--- Start SELECTED EXCERPT ---

Assets and liabilities denominated in foreign currencies are translated at the exchange rates in effect on the respective balance sheet dates, and resulting transaction gains or losses are included in the determination of net income.

(5) Allowance for doubtful accounts

Kyocera maintains allowances for doubtful accounts related to trade notes receivables, trade accounts receivables and finance receivables for estimated losses resulting from customers’ inability to make timely payments, including interest on finance receivables. Kyocera’s estimates are based on various factors, including the length of past due payments, historical experience and current business environments. In circumstances where it is aware of a specific customer’s inability to meet its financial obligations, a specific allowance against these amounts is provided, considering the fair value of assets pledged by the customer as collateral. In addition, when Kyocera determines it is unable to collect receivables, Kyocera will directly write-off these receivables to expenses in the period incurred.

--- End SELECTED EXCERPT ---

SHORT PROBLEM 1:
Reproduce word for word the part of the Kyocera accounting note that opens with the words containing "Kyocera maintains allowances" and closes with "the period incurred.".
SHORT PROBLEM 2:
According to the Kyocera accounting note, what factors are Kyocera's estimates for doubtful accounts based on?
SHORT PROBLEM 3:
Pick up the Kyocera accounting note after its last sentence and keep writing it.

--- Start RECORDED INFORMATION ---

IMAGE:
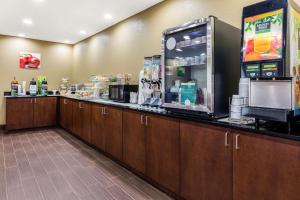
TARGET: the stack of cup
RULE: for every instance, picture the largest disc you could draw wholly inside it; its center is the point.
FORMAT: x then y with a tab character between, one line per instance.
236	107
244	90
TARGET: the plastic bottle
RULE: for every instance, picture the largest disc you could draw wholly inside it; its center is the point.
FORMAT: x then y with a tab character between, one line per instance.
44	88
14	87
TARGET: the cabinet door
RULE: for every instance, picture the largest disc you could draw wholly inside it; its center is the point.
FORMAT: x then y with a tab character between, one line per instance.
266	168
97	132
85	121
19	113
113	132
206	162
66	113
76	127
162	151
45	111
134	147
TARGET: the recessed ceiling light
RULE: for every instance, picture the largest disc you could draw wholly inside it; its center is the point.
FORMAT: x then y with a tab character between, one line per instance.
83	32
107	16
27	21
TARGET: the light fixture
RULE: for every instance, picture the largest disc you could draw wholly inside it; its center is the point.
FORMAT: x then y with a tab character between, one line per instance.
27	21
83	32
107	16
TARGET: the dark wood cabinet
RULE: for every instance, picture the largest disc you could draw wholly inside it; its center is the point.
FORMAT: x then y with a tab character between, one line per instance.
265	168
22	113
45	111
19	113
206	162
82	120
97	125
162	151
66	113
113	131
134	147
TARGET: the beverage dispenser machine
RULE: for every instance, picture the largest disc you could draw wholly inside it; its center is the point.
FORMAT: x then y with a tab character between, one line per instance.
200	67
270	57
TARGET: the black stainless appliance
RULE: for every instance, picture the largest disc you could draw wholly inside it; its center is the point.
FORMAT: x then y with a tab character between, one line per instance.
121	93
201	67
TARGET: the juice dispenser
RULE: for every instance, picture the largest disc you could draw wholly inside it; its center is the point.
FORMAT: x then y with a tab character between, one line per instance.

--- End RECORDED INFORMATION ---
--- Start RECORDED INFORMATION ---

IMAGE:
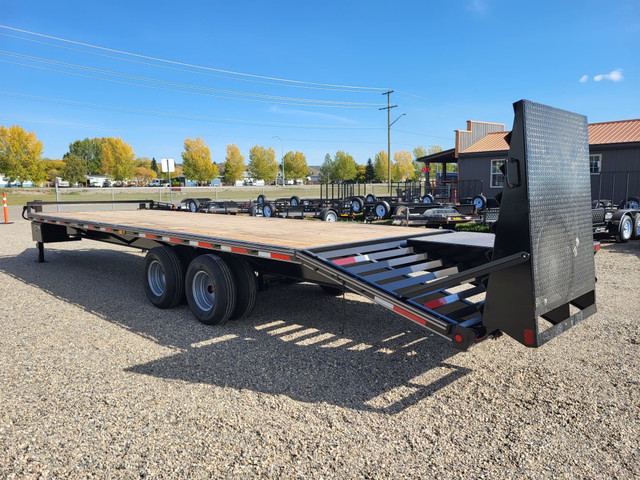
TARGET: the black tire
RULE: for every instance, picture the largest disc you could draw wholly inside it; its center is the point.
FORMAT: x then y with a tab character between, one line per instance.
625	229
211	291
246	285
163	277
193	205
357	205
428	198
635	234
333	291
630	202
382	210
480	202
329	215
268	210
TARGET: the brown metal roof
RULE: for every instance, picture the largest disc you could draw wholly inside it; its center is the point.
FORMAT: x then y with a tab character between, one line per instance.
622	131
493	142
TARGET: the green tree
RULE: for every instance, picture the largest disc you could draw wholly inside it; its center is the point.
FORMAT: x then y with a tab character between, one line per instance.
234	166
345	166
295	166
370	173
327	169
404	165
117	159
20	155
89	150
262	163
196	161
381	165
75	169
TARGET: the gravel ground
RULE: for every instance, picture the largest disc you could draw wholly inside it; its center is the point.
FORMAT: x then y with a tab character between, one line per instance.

--- End RECORDED INFORMATION ---
--- Start RECORDED INFORMATION ---

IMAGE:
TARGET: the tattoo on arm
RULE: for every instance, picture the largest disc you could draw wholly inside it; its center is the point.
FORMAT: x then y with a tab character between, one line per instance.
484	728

--- End RECORDED INFORMATION ---

RESPONSE 1:
Kyocera maintains allowances for doubtful accounts related to trade notes receivables, trade accounts receivables and finance receivables for estimated losses resulting from customers’ inability to make timely payments, including interest on finance receivables. Kyocera’s estimates are based on various factors, including the length of past due payments, historical experience and current business environments. In circumstances where it is aware of a specific customer’s inability to meet its financial obligations, a specific allowance against these amounts is provided, considering the fair value of assets pledged by the customer as collateral. In addition, when Kyocera determines it is unable to collect receivables, Kyocera will directly write-off these receivables to expenses in the period incurred.

RESPONSE 2:
The length of past due payments, historical experience and current business environments.

RESPONSE 3:
(6) Inventories

Inventories are accounted for under ASC 330, “Inventory.” Inventories are stated at the lower of cost or market. For finished goods and work in process, cost is mainly determined by the average method. For raw materials and supplies, cost is mainly determined by the first-in, first-out method. Kyocera recognizes estimated write-down of inventories for excess, slow-moving and obsolete inventories.

(7) Securities

Debt and equity securities are accounted for under ASC 320, “Investments—Debt and Equity Securities.” Securities classified as available-for-sale securities are recorded at fair value, with unrealized gains and losses excluded from income and reported in other comprehensive income, net of taxes. Securities classified as held-to-maturity securities are recorded at amortized cost. Non-marketable equity securities are accounted for by the cost method in accordance with ASC 325, “Investments—Other.”

Kyocera evaluates whether the declines in fair value of securities are other-than-temporary. Other-than-temporary declines in fair value are recorded as a realized loss with a new cost basis. This evaluation is based mainly on the duration and the extent to which the fair value is less than cost, and the anticipated recoverability in fair value.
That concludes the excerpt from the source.